Can you give back, word for word, everything in the data below from the line containing "the fingers, placing" down to the end of the data, with both ends included?

— start Record extracts —

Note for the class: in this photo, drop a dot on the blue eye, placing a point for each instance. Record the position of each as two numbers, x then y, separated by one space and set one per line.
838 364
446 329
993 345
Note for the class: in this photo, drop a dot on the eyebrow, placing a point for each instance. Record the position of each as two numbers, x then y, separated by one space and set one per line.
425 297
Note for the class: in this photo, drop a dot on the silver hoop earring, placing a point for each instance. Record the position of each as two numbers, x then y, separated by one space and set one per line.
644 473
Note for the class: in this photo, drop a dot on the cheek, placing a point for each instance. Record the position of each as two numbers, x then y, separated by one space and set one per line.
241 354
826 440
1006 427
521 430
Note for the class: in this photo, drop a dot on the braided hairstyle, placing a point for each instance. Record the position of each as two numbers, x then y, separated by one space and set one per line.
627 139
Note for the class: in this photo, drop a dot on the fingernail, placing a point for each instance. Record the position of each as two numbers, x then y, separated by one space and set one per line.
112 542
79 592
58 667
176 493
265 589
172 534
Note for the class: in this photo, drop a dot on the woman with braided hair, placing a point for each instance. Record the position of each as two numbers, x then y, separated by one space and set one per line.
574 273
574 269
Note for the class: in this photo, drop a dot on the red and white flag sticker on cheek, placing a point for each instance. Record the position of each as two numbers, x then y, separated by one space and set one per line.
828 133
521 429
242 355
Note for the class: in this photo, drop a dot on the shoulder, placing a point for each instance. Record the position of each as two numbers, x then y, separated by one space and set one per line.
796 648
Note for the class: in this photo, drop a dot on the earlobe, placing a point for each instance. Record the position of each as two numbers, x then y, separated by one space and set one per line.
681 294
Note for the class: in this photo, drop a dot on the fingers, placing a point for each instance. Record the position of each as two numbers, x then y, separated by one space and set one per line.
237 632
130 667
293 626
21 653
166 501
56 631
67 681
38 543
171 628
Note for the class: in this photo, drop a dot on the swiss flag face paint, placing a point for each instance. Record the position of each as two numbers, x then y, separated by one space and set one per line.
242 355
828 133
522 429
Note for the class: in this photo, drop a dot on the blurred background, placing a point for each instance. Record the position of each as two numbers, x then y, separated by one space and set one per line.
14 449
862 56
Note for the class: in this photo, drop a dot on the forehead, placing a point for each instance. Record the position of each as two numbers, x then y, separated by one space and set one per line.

— end Record extracts —

▶ [Task answer]
Note for the class: in this photo, drop a dot on the fingers, placing a point for each instance. Record the position of each as two numbers, x then y, separated by one space and set one per line.
237 632
130 667
293 626
21 653
166 501
56 631
67 681
38 543
171 628
Note for the class: in this photo, drop a dot on the swiss flag face paint, placing a point for each instance. Record the position of each as two numbers, x then y, separated by one space and set one per line.
242 355
828 133
522 429
Note for the class: in this photo, drop a dot on the blurred background, placing a point for each instance. Record the position of each as two numbers, x then y, separated by one space and set one per line.
14 449
862 56
Note for the class: in this photo, drop a dot on the forehead, placing a point for each instance. Record the position of each as two numbers, x then y, separated by one space and set one per line.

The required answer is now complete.